» **Reading passage**
English | 中文
This project leverages the key of the OpenAI $5 account. By purchasing a large number of $5 keys and combining key management and multi-threaded parallel processing of large amounts of data, it bypasses the limitation of only 3 requests per minute for a $5 account.
The speed of parallel processing is the number of keys/20, i.e., the speed of 20 keys is 1 it/s, 40 keys is 2 it/s, and so on. Please note that each account can only request 200 times per day.
The default model is gpt-3.5-turbo-0613
. If your context is too long, you can use the custom model after running it once, specifying gpt-3.5-turbo-16k-0613
to run again, which will continue to process the unprocessable data.
- ✅ Automatically rotate OpenAI API keys when usage reaches the limit, built-in error handling, and automatic retry mechanism.
- ✅ Provides a solution for proxy access to OpenAI services in China.
- ✅ Supports parallel processing of API and file operations, optimizing throughput and efficiency, supports checkpoint continuation.
pip install openai-parallel-toolkit
Three usage methods are currently provided:
- Parallel processing of a dataset, supporting continued operation after interruption.
- Process multiple data simultaneously in the code.
- Process a single data item in the code.
The input and output of the data are in jsonl format.

» **Data provided**
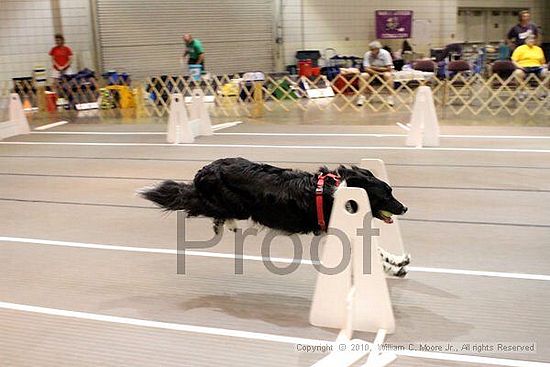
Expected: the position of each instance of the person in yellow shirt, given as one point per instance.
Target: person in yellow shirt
(529, 59)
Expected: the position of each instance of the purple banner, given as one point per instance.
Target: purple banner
(392, 24)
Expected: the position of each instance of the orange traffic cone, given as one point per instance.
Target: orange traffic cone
(27, 106)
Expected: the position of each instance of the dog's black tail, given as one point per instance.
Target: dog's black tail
(172, 195)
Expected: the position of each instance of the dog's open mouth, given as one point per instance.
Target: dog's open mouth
(385, 216)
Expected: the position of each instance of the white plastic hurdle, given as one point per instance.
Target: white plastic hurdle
(424, 125)
(17, 123)
(183, 128)
(350, 299)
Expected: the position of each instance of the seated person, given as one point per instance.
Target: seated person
(377, 61)
(529, 59)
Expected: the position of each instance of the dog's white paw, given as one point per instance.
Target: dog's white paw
(396, 271)
(232, 225)
(217, 226)
(396, 260)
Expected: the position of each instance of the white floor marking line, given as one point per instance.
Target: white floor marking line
(252, 335)
(495, 274)
(159, 324)
(258, 146)
(225, 125)
(45, 127)
(231, 124)
(381, 135)
(217, 127)
(33, 241)
(472, 359)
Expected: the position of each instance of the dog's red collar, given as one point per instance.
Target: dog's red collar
(319, 197)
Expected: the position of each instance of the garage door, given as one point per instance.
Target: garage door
(143, 37)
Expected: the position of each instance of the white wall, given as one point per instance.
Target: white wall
(348, 26)
(26, 34)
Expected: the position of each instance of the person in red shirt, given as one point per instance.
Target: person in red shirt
(61, 57)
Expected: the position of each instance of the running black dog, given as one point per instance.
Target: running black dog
(283, 199)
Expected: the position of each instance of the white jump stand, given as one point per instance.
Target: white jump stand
(390, 234)
(183, 128)
(351, 300)
(17, 123)
(424, 125)
(199, 111)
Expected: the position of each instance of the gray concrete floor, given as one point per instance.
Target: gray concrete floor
(472, 210)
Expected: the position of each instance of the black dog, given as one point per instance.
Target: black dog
(282, 199)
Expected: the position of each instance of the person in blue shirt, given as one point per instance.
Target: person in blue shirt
(194, 50)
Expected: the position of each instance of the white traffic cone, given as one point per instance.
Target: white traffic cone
(424, 125)
(179, 129)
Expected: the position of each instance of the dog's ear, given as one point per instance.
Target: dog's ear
(362, 171)
(360, 180)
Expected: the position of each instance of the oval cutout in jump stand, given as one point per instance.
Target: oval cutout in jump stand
(17, 123)
(424, 125)
(179, 130)
(390, 234)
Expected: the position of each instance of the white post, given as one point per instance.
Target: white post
(390, 234)
(371, 305)
(179, 129)
(17, 115)
(424, 123)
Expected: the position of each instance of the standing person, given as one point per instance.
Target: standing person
(377, 61)
(61, 57)
(194, 50)
(519, 33)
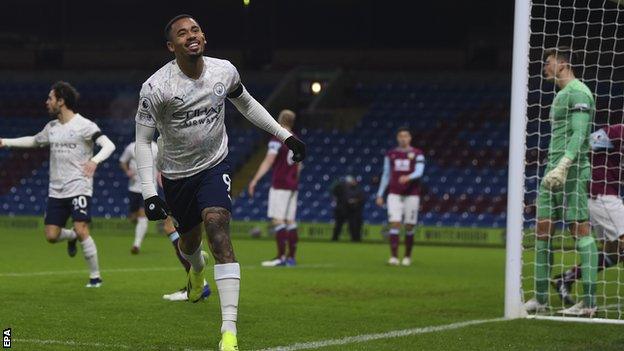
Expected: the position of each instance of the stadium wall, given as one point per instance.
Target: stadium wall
(429, 235)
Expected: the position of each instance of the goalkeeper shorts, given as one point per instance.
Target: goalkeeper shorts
(569, 203)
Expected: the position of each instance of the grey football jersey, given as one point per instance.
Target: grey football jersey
(128, 156)
(71, 146)
(189, 115)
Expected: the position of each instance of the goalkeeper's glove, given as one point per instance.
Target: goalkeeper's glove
(555, 179)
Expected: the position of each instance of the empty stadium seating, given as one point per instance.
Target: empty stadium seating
(462, 128)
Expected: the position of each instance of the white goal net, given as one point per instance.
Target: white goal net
(594, 31)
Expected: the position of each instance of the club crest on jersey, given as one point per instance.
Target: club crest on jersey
(219, 89)
(145, 104)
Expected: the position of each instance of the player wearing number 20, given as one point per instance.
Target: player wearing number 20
(72, 165)
(563, 191)
(185, 101)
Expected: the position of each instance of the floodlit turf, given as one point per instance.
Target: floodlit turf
(339, 290)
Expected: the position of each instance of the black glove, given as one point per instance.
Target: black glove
(297, 146)
(156, 208)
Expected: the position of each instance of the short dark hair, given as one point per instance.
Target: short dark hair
(172, 21)
(564, 53)
(404, 129)
(65, 91)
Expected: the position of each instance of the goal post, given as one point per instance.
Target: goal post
(515, 186)
(594, 30)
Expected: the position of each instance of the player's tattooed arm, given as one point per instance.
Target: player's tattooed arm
(217, 224)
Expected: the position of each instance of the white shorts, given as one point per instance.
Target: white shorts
(403, 208)
(607, 217)
(282, 204)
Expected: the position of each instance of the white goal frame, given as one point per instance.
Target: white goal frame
(517, 148)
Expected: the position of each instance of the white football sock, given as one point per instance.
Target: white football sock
(66, 234)
(140, 230)
(90, 251)
(227, 278)
(196, 259)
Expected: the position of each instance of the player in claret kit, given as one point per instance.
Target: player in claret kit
(403, 167)
(563, 191)
(606, 210)
(185, 101)
(127, 162)
(71, 138)
(282, 207)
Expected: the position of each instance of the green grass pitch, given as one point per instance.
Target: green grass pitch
(338, 290)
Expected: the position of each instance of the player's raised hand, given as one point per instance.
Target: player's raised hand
(89, 168)
(156, 209)
(297, 147)
(251, 189)
(379, 201)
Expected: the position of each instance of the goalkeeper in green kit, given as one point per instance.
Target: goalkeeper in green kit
(563, 191)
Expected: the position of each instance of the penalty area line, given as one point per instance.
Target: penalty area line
(378, 336)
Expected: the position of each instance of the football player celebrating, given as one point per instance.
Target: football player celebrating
(185, 101)
(127, 162)
(403, 167)
(71, 138)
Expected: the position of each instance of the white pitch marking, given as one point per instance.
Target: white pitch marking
(387, 335)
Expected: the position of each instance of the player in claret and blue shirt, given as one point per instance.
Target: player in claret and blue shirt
(403, 167)
(282, 206)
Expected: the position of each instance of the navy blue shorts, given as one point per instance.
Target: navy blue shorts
(135, 201)
(187, 197)
(59, 210)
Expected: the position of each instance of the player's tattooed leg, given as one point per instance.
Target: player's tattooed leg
(217, 224)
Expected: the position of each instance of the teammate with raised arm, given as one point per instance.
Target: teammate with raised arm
(185, 101)
(127, 162)
(282, 207)
(563, 191)
(606, 209)
(403, 167)
(72, 166)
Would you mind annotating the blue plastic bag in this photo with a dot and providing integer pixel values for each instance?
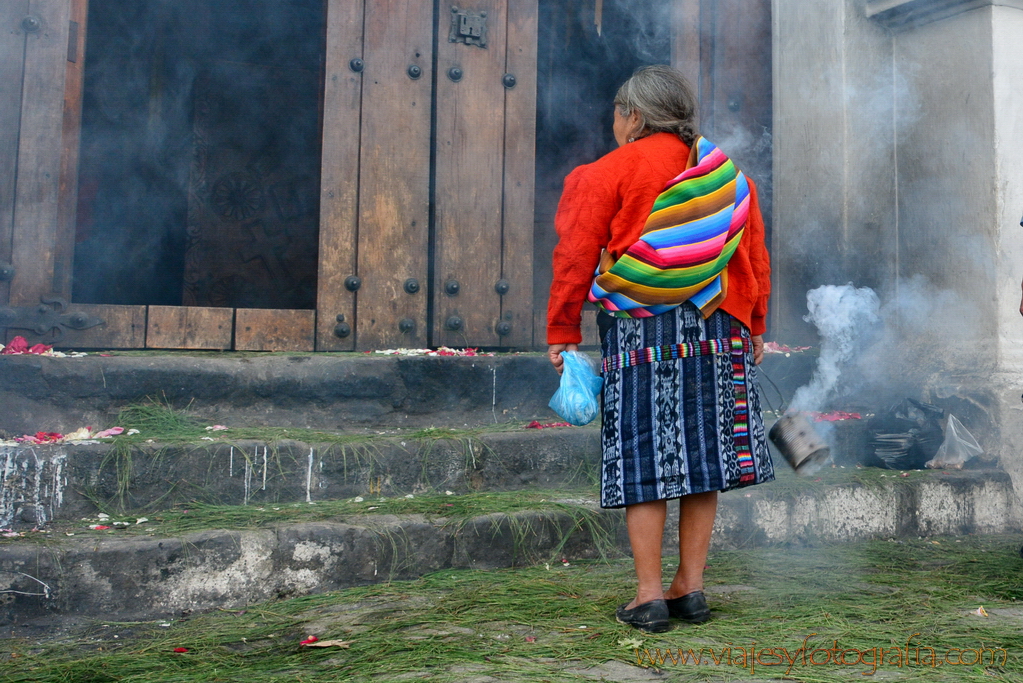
(576, 400)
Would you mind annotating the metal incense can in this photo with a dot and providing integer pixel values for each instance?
(796, 439)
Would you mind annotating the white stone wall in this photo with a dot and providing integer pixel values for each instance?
(898, 166)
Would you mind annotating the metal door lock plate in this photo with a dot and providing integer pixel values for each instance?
(469, 28)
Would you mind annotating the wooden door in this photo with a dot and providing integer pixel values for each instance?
(42, 46)
(374, 226)
(375, 286)
(426, 180)
(486, 119)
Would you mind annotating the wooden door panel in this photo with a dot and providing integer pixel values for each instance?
(263, 329)
(470, 181)
(11, 67)
(516, 326)
(74, 83)
(123, 327)
(340, 173)
(39, 155)
(394, 177)
(189, 327)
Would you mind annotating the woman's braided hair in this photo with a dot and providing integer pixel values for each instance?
(663, 98)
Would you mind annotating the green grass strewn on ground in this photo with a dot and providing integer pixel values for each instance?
(554, 623)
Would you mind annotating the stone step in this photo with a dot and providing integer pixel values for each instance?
(122, 575)
(316, 391)
(39, 484)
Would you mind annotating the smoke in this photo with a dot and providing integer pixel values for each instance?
(842, 316)
(876, 353)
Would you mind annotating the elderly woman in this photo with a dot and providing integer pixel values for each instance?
(665, 235)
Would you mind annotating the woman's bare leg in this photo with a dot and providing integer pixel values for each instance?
(646, 525)
(696, 521)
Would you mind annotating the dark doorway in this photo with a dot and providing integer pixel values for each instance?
(586, 51)
(198, 179)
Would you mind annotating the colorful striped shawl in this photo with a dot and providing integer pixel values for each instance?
(694, 228)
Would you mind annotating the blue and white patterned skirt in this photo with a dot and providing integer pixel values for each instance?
(674, 427)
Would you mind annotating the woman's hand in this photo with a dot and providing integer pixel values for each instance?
(554, 354)
(758, 349)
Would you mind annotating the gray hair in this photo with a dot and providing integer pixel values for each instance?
(664, 100)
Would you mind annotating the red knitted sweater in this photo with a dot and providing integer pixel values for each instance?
(606, 205)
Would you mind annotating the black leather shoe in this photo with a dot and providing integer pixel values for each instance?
(650, 617)
(692, 607)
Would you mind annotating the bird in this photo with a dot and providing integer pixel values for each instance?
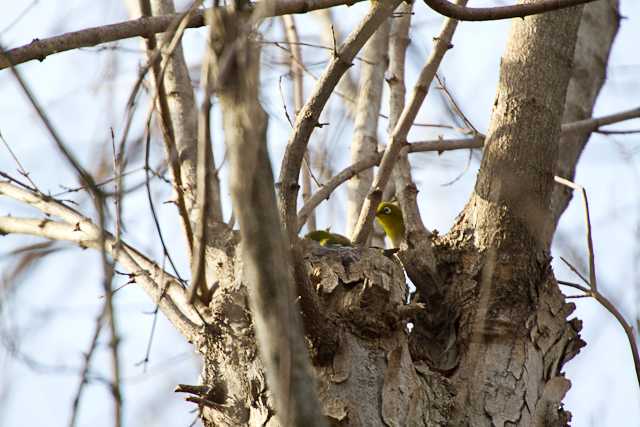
(389, 216)
(326, 238)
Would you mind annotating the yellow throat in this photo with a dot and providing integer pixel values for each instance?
(389, 216)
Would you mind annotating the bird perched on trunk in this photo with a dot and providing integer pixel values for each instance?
(389, 216)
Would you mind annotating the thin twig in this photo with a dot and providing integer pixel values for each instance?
(587, 219)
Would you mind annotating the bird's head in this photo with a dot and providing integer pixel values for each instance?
(390, 218)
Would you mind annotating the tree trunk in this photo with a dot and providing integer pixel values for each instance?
(490, 346)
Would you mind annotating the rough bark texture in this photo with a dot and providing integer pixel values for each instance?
(599, 26)
(511, 329)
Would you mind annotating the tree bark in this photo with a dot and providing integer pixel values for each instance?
(512, 335)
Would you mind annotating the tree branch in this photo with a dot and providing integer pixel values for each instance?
(142, 27)
(442, 44)
(266, 256)
(79, 229)
(463, 13)
(307, 119)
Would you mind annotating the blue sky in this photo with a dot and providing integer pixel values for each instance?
(48, 321)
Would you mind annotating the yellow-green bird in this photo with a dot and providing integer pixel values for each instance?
(326, 238)
(389, 216)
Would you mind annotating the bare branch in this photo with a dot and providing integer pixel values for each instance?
(592, 266)
(442, 44)
(142, 27)
(81, 230)
(297, 68)
(463, 13)
(365, 136)
(308, 118)
(266, 257)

» **Work instructions**
• A. According to the toolkit description, how many requests can each account make per day?
• B. Continue the toolkit description, starting after its final sentence.
The rows have no connection to the toolkit description.

» **Replies**
• A. Each account can make 200 requests per day.

• B.
Example of input file input.jsonl
format:
{"index": "0", "instruction": "Translate this sentence into English", "input": "今天天气真好"}
{"index": "1", "instruction": "Write a sentence", "input": ""}
{"index": "2", "instruction": "Translate this sentence into English", "input": "你多大了"}
{"index": "3", "instruction": "Write a joke", "input": ""}
Example of output file output.jsonl
format:
{"0": "The weather is really nice today."}
{"1": "I'm trying my best to think about how to answer your question."}
{"2": "How old are you?"}
{"3": "Why does Xiao Ming always laugh behind the tree?\n\nBecause he is a wooden man!"}
Please note, if there are problems, such as the context being too long or network issues, the data will be marked in the following format, and running it again will attempt to process this data again.
{"4":null}
Merge files
You can merge input.jsonl
and output.jsonl
into a single json file for easy LLM training.
[
{
"index": "0",
"instruction": "Translate this sentence into English",
"input": "今天天气真好",
"output": "The weather is really nice today."
},
{
"index": "1",
"instruction": "Write a sentence",
"input": "",
"output": "Please give me a cup of coffee."
},
{
"index": "2",
"instruction": "Translate this sentence into English",
"input": "你多大了",
"output": "How old are you?"
},
{
"index": "3",
"instruction": "Write a joke",
"input": "",
"output": "Why does Xiao Ming feel pain every time he laughs?\n\nBecause he always laughs his belly sore!"
}
]
Usage:
from openai_parallel_toolkit import ParallelToolkit
if __name__ == '__main__':
tool = ParallelToolkit(config_path="config.json",
input_path="data.jsonl",
output_path="output.jsonl")
tool.merge("merged.json")
Python code for processing the dataset:
from openai_parallel_toolkit import ParallelToolkit
if __name__ == '__main__':
tool = ParallelToolkit(config_path="config.json",
input_path="data.jsonl",
output_path="output.jsonl")
tool.run()
# If you want to merge files, you can call this after processing
tool.merge("merged.json")
ParallelToolkit
parameters:
config_path
: Configuration file path.input_path
: Input file path.output_path
: Output file path.max_retries
: Maximum number of retries, default is 5.threads
: Number of threads, default is 20, the final number of threads will take the smaller of half the number of keys and the number of datasets.name
: Progress bar name, default is "ParallelToolkit Progress".openai_model
: Default is gpt-3.5-turbo-0613, note that $5 accounts cannot use gpt-4.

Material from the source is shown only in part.